Written exercise: Pick out every line in the material below that contains the word "white" and copy each one.

(Data entries)
————————
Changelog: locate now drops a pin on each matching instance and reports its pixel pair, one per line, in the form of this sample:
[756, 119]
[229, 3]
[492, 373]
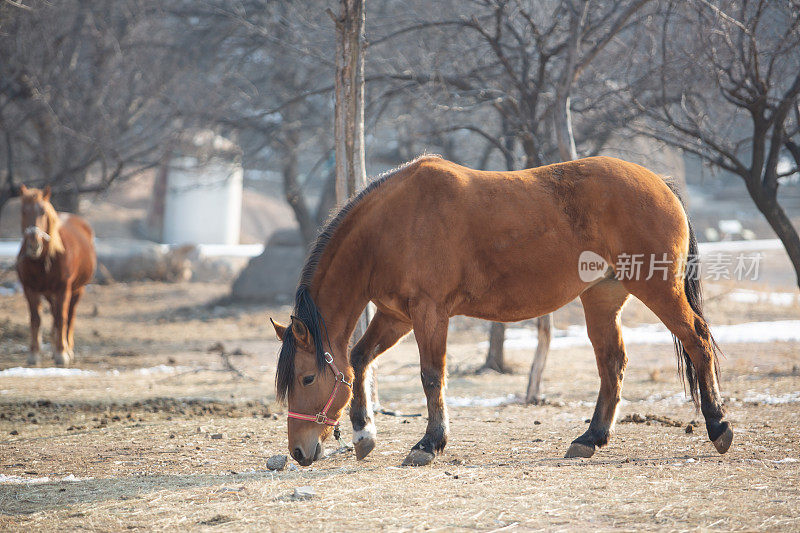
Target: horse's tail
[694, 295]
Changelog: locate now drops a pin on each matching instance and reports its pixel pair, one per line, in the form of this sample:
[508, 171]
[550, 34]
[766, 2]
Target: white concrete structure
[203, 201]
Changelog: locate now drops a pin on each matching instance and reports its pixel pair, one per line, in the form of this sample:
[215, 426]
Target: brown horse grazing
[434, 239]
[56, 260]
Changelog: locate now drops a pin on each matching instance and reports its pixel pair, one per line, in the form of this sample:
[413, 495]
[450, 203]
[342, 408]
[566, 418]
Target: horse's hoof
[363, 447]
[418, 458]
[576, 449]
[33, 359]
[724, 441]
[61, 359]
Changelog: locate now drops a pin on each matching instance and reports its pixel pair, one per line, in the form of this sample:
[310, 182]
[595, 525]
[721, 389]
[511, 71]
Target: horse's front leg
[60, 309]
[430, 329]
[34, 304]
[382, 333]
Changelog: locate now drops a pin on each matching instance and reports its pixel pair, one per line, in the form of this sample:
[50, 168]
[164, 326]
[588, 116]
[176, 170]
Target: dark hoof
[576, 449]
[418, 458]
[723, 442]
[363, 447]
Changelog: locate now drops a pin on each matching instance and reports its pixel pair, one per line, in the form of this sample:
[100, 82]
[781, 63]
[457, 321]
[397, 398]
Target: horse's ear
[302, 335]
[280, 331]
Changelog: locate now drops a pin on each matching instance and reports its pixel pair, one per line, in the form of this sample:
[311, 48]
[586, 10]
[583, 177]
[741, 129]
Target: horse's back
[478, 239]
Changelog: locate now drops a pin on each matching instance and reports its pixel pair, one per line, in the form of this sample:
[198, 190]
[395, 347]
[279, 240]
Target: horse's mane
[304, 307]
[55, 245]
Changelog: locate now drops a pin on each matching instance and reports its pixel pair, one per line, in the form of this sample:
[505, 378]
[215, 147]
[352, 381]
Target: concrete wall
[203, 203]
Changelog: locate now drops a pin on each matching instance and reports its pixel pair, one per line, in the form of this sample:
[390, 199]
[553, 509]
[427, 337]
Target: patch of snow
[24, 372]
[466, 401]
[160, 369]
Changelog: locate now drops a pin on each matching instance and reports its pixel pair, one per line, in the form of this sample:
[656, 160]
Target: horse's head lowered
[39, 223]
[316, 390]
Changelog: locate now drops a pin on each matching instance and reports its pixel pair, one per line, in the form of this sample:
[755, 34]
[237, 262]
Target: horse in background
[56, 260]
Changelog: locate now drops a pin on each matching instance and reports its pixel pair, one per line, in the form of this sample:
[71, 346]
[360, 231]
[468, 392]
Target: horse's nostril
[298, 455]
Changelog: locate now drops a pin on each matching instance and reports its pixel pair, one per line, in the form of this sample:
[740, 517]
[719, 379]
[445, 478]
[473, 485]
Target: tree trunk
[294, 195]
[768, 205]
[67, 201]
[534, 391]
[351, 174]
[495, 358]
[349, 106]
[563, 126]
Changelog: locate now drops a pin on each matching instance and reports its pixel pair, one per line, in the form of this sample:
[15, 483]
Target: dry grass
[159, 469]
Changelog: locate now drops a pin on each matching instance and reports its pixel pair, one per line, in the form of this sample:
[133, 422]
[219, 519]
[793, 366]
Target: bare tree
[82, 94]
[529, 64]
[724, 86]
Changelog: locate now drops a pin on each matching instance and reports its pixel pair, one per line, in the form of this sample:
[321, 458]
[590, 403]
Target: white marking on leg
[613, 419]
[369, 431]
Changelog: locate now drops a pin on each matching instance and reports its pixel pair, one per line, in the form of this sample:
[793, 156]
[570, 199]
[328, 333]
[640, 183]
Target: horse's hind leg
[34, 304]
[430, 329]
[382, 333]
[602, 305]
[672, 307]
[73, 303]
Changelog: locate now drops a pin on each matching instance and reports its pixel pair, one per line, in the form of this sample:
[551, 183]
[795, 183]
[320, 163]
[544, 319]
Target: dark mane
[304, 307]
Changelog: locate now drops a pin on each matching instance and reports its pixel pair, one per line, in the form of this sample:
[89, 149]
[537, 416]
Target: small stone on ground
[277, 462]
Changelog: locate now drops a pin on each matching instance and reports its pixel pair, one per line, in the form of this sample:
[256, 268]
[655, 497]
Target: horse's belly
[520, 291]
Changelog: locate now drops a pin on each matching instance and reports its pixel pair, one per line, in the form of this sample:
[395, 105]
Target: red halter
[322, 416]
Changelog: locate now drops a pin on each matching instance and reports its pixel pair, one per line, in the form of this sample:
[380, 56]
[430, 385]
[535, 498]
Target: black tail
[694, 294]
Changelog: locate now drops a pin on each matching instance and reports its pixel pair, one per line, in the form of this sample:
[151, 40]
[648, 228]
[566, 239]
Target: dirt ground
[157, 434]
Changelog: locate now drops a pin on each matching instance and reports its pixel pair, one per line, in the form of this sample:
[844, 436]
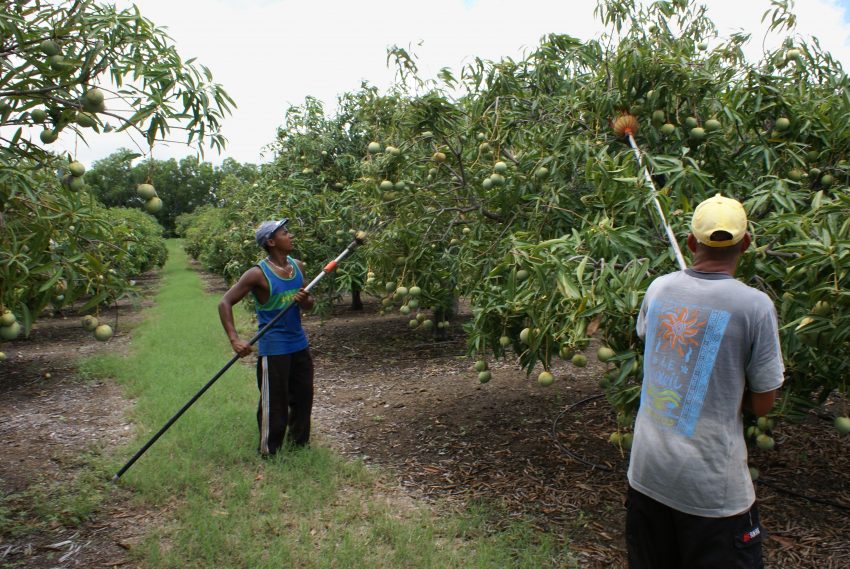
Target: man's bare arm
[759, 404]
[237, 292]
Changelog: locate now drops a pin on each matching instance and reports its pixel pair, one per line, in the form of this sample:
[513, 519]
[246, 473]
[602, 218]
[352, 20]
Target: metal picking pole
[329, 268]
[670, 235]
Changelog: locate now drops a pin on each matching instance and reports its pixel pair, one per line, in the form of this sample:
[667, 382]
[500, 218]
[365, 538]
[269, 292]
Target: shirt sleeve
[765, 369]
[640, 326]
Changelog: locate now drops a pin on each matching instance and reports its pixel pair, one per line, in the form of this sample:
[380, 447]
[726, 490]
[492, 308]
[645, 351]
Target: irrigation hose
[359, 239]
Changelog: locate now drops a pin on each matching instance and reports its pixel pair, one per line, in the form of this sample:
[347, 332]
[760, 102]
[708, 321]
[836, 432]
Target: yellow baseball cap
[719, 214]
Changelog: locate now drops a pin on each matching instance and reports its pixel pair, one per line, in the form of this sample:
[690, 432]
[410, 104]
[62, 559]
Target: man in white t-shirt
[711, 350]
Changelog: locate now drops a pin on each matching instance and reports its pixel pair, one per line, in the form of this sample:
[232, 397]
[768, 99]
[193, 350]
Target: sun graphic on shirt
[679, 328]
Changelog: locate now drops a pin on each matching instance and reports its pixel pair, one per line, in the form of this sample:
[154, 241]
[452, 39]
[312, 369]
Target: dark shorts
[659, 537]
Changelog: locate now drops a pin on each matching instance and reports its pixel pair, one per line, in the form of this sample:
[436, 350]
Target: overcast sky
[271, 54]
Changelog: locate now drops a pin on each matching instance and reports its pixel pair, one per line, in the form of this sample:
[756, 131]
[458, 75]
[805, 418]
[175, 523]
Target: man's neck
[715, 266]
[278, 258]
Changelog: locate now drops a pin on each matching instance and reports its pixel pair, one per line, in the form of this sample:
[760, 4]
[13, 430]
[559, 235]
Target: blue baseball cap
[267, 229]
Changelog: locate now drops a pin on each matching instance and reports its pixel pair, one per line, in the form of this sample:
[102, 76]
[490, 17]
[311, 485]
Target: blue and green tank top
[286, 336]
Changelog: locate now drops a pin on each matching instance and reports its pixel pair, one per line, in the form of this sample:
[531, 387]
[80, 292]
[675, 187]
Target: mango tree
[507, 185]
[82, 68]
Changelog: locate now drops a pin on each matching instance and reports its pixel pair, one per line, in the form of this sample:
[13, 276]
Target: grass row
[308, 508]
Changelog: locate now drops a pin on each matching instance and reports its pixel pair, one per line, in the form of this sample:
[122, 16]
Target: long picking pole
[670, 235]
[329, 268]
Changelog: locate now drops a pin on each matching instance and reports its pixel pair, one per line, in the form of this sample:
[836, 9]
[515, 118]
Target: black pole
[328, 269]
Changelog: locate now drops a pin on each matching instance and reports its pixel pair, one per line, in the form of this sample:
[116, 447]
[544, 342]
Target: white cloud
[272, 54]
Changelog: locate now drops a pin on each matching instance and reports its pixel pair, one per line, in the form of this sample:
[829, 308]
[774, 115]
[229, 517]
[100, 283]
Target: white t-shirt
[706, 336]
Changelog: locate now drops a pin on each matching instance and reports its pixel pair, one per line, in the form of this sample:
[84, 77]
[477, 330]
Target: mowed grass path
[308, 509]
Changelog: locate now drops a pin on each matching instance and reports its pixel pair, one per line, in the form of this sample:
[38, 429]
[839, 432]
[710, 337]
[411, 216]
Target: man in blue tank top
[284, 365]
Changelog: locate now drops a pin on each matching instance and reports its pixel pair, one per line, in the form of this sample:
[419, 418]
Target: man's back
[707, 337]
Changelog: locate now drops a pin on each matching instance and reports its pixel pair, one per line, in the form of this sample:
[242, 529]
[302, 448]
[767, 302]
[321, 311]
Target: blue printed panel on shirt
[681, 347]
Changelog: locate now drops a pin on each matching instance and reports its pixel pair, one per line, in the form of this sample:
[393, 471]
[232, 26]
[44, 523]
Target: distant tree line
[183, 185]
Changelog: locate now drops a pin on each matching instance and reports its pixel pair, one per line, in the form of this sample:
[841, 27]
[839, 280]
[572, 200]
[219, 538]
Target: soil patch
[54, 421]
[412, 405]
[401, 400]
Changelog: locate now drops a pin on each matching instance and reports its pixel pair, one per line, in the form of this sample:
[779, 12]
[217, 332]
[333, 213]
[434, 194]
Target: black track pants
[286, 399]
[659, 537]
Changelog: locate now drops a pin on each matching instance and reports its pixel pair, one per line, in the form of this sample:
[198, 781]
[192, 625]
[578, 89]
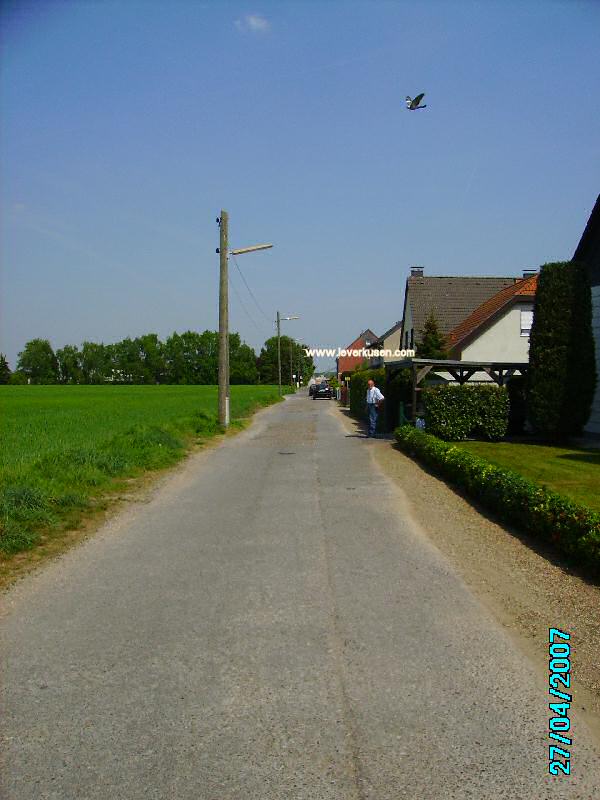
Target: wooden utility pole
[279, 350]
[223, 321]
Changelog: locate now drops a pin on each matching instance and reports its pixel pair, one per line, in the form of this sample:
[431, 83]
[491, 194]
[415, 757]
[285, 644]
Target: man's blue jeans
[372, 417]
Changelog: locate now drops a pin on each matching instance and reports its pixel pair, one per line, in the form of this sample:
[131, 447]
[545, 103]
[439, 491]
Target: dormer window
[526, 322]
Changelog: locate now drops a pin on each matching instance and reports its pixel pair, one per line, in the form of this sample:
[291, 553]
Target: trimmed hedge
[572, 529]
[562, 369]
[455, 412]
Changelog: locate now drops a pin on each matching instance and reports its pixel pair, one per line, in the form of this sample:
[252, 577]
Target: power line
————————
Written solution:
Target: white concrete structure
Target: white marking on leg
Target: man in white t-shirt
Target: white cloud
Target: white t-shirt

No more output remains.